## Source extract
⟨
S4: Disease modeling of Parkinson’s Disease
Reprogramming and Differentiation for Disease modeling of Parkinson’s Disease
Stem Cell Research Center (SCRC)
Principal Investigator and Director
Reprogramming is a process in which a developmentally determined cell fate is re-established to another fate by artificial modifications. Because the genetic information is maintained unchanged after a reprogramming process, the reprogramming technology opens a new era of disease modeling and drug discovery by supplying intact patient-oriented cells which harbor genetic information of a patient. Reprogramming to the pluripotent state has been studied extensively in somatic cell nuclear transfer and induced pluripotent stem cells (iPSCs). Interestingly, recent studies showed that expression of a set of transcription factors also could induce transdifferentiation, also known as direct conversion or direct reprogramming. Parkinson’s disease (PD) is a progressive neurodegenerative disorder, affecting 1% of individuals over 60 years old and the second most common neurodegenerative disease after Alzheimer’s disease. For a better understanding of the pathophysiology of PD and more effective development of therapeutics of PD, we developed various reprogrammed cells related to PD and investigated application methods for PD-modeling. Among many PD-related genetic causes, Leucine-Rich Repeat Kinase 2 (LRRK2) G2019S mutation (LK2GS) which causes a constitutively active form of LRRK2 is the most common genetic cause of PD. Interestingly, we found LK2GS caused significant gene expression changes when the LK2GS-iPSCs were differentiated into three-dimensional (3D) neuroectodermal spheres (hNES) and intestinal organoids (hIO). We suggest that these 3D hNES and hIO models from the same iPSCs of PD patient could be invaluable resources for understanding PD pathophysiology in intestinal and neural tissues as well as providing a new paradigm for regenerative medicine as well as drug development for PD.
⟩
## Extracted records
⟨
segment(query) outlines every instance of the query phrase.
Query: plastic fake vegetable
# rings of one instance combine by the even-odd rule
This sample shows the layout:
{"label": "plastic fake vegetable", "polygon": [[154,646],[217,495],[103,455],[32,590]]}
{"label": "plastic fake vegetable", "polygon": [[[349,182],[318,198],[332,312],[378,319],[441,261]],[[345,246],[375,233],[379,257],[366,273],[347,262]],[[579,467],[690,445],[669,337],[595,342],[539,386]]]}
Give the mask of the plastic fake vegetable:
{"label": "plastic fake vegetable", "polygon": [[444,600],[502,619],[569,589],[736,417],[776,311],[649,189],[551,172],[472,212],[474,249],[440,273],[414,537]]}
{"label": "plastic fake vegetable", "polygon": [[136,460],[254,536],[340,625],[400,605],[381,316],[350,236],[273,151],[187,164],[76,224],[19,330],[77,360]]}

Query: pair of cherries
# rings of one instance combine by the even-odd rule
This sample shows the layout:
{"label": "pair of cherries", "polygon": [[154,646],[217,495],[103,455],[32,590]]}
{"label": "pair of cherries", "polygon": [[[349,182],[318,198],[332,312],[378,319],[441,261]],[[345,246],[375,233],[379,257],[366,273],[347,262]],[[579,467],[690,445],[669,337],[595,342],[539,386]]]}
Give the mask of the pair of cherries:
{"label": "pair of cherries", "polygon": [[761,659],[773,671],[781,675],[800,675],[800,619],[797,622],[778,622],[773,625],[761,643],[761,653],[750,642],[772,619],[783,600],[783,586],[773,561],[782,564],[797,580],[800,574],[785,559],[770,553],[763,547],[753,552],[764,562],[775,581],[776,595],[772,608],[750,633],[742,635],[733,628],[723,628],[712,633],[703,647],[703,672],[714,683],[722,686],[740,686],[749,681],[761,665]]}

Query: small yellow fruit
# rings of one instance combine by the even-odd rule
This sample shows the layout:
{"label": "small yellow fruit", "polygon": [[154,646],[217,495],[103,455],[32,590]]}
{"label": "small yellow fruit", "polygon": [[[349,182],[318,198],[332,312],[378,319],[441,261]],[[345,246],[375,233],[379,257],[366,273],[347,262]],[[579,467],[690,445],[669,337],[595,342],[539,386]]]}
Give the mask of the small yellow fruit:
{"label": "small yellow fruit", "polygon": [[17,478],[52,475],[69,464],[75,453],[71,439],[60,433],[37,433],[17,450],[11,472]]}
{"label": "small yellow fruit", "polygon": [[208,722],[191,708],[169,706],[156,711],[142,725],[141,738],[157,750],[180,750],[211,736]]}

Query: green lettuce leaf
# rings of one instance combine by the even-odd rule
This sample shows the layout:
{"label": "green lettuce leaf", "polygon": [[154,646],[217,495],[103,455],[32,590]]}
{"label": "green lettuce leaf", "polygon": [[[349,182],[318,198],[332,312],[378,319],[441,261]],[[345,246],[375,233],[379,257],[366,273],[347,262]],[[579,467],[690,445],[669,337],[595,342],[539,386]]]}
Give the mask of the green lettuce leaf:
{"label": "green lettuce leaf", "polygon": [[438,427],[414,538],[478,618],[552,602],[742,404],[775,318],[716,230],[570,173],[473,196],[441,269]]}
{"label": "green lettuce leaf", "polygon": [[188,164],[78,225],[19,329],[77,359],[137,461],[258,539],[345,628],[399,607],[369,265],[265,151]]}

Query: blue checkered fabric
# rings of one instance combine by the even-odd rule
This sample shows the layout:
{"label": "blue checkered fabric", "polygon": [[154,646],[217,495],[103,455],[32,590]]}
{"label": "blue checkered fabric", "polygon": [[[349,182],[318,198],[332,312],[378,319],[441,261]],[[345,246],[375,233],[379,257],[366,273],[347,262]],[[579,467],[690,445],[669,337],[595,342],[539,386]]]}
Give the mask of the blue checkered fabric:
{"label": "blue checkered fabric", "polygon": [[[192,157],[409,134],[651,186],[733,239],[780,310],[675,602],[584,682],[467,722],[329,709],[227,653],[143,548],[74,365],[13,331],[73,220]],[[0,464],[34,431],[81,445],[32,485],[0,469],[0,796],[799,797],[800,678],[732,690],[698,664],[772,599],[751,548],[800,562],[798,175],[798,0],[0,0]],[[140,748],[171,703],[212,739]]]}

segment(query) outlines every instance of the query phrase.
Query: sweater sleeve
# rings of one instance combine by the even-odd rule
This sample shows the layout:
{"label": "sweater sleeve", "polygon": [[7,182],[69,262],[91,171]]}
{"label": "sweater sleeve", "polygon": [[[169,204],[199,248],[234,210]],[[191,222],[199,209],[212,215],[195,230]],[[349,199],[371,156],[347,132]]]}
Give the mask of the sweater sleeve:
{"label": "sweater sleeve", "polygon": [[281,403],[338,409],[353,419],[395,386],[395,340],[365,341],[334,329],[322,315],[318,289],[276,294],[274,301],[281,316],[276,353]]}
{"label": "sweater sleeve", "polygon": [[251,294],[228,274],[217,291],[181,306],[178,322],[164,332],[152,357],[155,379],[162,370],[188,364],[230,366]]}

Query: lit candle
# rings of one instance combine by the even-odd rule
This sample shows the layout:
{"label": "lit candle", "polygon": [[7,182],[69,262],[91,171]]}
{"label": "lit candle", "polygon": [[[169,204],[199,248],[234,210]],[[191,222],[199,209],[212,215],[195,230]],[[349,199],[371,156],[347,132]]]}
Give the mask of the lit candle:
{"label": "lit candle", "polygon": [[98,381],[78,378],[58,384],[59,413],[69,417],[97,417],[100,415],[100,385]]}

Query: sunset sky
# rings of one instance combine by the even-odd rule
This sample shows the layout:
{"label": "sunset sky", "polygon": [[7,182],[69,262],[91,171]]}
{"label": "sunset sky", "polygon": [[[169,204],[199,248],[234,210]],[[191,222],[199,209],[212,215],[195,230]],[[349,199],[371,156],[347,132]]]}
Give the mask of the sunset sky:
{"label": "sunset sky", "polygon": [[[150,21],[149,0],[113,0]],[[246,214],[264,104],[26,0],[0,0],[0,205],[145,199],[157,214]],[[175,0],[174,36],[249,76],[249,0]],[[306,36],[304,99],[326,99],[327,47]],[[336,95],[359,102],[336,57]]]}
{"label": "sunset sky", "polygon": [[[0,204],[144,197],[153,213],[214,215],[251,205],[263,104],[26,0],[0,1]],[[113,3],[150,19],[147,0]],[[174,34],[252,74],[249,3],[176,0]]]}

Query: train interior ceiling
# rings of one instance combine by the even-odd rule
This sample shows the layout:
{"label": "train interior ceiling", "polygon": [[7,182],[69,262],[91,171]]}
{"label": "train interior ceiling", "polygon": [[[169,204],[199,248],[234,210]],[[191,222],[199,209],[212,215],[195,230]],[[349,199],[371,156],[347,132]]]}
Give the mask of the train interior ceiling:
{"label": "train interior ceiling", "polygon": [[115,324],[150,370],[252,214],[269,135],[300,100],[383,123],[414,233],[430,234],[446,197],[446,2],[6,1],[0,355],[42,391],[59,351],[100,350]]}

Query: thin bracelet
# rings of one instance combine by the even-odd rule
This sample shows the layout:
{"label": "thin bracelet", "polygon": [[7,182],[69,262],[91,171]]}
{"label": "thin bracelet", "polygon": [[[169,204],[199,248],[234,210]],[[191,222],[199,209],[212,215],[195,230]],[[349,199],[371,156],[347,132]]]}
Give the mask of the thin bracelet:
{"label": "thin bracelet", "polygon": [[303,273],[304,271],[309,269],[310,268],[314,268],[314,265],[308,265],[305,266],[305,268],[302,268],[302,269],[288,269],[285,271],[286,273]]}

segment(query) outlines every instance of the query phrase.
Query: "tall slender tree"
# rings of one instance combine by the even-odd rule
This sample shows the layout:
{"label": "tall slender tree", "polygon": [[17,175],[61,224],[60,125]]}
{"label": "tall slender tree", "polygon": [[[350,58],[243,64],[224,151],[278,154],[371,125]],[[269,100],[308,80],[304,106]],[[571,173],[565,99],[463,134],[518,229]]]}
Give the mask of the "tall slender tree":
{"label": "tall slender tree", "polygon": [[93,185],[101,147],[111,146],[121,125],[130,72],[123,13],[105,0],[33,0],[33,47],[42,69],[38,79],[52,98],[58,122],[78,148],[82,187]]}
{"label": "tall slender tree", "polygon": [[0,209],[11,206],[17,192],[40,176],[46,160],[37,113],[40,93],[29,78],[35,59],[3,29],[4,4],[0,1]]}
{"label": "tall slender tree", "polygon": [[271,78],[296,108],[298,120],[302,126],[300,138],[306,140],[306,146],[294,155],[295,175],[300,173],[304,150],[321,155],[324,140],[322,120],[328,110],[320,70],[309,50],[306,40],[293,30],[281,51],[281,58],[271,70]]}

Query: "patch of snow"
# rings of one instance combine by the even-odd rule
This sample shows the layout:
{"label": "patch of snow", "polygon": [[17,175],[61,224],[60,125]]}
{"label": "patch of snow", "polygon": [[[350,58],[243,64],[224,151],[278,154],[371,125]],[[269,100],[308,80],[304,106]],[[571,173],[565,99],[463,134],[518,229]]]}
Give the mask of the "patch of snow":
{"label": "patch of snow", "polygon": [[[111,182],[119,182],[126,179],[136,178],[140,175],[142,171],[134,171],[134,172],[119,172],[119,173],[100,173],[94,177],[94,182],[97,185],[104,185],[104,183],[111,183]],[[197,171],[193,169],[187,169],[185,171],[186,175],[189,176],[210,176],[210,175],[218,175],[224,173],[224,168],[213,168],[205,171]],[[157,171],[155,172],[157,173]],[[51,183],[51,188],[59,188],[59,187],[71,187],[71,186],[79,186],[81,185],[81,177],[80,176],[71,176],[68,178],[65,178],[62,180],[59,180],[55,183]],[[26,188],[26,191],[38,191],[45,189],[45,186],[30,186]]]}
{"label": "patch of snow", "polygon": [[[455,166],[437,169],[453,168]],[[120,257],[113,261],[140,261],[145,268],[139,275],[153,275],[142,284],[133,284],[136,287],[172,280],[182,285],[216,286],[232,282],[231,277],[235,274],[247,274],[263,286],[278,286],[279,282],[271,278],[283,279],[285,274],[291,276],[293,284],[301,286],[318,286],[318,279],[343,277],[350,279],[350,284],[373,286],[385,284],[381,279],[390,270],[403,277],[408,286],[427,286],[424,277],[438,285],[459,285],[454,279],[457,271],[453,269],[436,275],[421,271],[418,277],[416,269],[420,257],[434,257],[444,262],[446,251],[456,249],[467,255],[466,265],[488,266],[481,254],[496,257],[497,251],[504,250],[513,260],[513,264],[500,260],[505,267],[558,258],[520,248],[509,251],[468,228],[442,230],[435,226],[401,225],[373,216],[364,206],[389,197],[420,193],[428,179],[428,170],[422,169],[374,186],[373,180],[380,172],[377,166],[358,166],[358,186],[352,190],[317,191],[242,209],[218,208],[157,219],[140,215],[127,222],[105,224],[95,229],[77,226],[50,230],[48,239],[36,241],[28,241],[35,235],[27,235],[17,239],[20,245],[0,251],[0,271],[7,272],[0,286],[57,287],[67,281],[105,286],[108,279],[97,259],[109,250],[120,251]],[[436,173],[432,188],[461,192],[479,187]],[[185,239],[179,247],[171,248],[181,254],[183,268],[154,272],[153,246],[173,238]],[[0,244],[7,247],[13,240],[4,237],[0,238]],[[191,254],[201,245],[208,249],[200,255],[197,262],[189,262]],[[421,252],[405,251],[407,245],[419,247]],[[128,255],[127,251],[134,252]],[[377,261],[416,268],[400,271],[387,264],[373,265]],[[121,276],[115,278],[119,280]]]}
⟩
Look back at the Parkinson's disease modeling text above the rows and list every abbreviation it introduces in parentheses, each with the full term it stands for.

- SCRC: Stem Cell Research Center
- iPSCs: induced pluripotent stem cells
- PD: Parkinson's disease
- LRRK2: Leucine-Rich Repeat Kinase 2
- LK2GS: LRRK2 G2019S mutation
- 3D: three-dimensional
- hNES: neuroectodermal spheres
- hIO: intestinal organoids